- Descrizione del compito:
Riscrivi le righe qui sotto, richieste comprese, a partire da quella che contiene "Where can you see the white towel" fino all'ultima riga. In ogni coppia di coordinate aggiungi 148 a entrambi i numeri.

- Righe grezze:
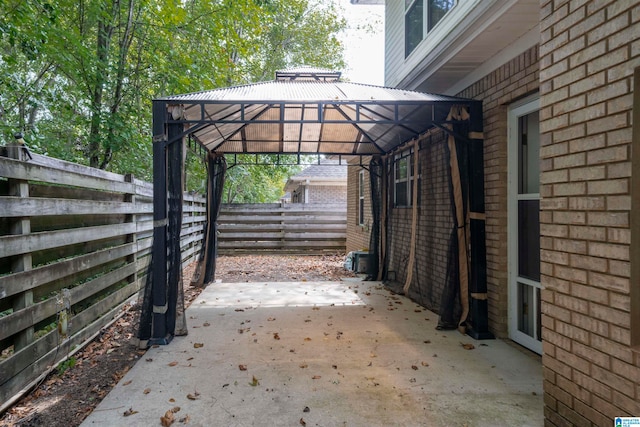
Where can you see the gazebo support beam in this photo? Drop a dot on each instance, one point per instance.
(159, 333)
(479, 327)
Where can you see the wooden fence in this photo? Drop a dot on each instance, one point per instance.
(75, 242)
(293, 228)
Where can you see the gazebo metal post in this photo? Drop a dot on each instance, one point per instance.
(479, 328)
(159, 252)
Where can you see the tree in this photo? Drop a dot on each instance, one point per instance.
(77, 76)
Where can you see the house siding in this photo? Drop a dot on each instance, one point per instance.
(357, 235)
(434, 227)
(588, 54)
(512, 81)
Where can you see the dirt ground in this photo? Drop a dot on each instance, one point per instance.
(72, 391)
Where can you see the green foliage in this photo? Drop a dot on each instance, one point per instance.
(77, 77)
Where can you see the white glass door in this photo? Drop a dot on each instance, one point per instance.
(524, 224)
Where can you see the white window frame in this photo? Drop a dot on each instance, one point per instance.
(522, 108)
(408, 156)
(426, 12)
(361, 193)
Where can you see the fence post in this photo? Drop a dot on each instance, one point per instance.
(22, 262)
(132, 218)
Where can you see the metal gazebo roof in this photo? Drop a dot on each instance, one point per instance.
(306, 111)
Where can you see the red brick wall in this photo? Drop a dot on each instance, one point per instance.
(508, 83)
(588, 53)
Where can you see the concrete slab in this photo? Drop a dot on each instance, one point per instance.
(324, 354)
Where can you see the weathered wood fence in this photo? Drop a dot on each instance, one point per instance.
(75, 244)
(293, 228)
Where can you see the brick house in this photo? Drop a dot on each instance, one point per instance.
(325, 182)
(556, 78)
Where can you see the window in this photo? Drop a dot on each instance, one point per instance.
(416, 16)
(361, 198)
(524, 224)
(403, 179)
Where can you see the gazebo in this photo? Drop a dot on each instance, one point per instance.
(307, 111)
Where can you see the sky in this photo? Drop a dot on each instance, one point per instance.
(364, 51)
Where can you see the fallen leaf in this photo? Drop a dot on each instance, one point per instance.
(129, 411)
(167, 419)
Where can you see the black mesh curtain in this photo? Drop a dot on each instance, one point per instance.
(206, 269)
(176, 322)
(169, 316)
(376, 170)
(456, 290)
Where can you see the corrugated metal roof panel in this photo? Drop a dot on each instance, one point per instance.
(284, 115)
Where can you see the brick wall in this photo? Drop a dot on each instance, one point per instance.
(588, 53)
(327, 194)
(357, 236)
(508, 83)
(320, 194)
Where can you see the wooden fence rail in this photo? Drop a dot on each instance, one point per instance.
(293, 228)
(75, 242)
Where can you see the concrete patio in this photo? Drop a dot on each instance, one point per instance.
(344, 353)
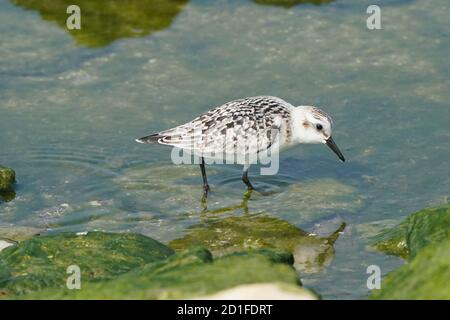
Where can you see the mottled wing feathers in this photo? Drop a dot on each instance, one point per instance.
(244, 123)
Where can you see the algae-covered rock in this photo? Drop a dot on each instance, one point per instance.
(291, 3)
(7, 178)
(42, 261)
(427, 276)
(187, 274)
(424, 239)
(102, 22)
(233, 234)
(419, 230)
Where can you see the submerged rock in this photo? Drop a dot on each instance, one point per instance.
(424, 239)
(263, 291)
(419, 230)
(291, 3)
(7, 178)
(233, 234)
(17, 233)
(106, 21)
(427, 276)
(131, 266)
(42, 261)
(188, 274)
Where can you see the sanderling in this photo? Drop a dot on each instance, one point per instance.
(263, 122)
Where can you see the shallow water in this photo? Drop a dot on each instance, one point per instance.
(70, 110)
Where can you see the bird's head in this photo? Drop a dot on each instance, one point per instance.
(312, 125)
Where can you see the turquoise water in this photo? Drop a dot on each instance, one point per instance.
(69, 114)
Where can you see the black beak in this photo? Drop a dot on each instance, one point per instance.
(330, 142)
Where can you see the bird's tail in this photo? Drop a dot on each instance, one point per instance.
(153, 138)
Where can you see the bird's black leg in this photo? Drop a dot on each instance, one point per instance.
(205, 180)
(245, 178)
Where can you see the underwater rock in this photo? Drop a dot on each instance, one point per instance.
(5, 244)
(311, 253)
(424, 239)
(42, 261)
(291, 3)
(419, 230)
(7, 178)
(427, 276)
(188, 274)
(103, 22)
(263, 291)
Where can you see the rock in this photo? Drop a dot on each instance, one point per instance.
(42, 261)
(7, 178)
(419, 230)
(188, 274)
(234, 234)
(118, 19)
(291, 3)
(424, 239)
(5, 244)
(427, 276)
(263, 291)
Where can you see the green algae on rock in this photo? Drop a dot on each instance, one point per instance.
(7, 178)
(42, 261)
(419, 230)
(103, 22)
(188, 274)
(427, 276)
(424, 239)
(234, 234)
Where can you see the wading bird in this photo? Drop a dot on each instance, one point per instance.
(247, 128)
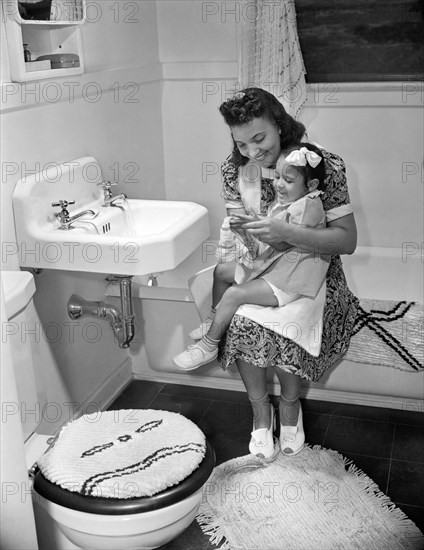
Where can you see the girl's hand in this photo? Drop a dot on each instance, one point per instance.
(238, 219)
(271, 231)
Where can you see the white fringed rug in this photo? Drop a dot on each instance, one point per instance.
(316, 500)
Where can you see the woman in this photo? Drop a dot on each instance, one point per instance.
(262, 131)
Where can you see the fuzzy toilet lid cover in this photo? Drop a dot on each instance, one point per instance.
(124, 454)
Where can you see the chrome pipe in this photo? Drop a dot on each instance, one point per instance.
(122, 322)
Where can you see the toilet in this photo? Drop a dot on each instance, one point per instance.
(67, 520)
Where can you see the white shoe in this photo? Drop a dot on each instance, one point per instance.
(199, 332)
(194, 356)
(262, 440)
(292, 438)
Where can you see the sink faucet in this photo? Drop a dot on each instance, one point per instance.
(111, 201)
(65, 219)
(108, 198)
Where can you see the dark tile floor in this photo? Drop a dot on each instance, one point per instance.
(386, 444)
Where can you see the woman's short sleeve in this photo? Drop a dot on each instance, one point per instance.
(335, 198)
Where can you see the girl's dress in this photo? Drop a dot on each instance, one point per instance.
(295, 271)
(248, 341)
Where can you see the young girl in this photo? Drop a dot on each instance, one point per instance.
(276, 278)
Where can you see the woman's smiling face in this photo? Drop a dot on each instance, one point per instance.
(258, 139)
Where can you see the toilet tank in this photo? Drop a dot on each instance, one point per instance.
(22, 329)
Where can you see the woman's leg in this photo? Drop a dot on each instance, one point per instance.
(254, 380)
(223, 278)
(292, 435)
(289, 402)
(256, 292)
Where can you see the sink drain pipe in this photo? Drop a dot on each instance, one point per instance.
(122, 322)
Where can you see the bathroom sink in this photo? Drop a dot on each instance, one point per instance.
(132, 237)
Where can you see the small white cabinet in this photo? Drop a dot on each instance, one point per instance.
(51, 30)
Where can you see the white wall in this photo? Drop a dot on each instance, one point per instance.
(122, 128)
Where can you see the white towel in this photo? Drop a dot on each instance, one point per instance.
(300, 321)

- Risultato dell'esercizio:
Where can you see the white towel in this photo? Drop a dot on each instance, one point per instance.
(448, 469)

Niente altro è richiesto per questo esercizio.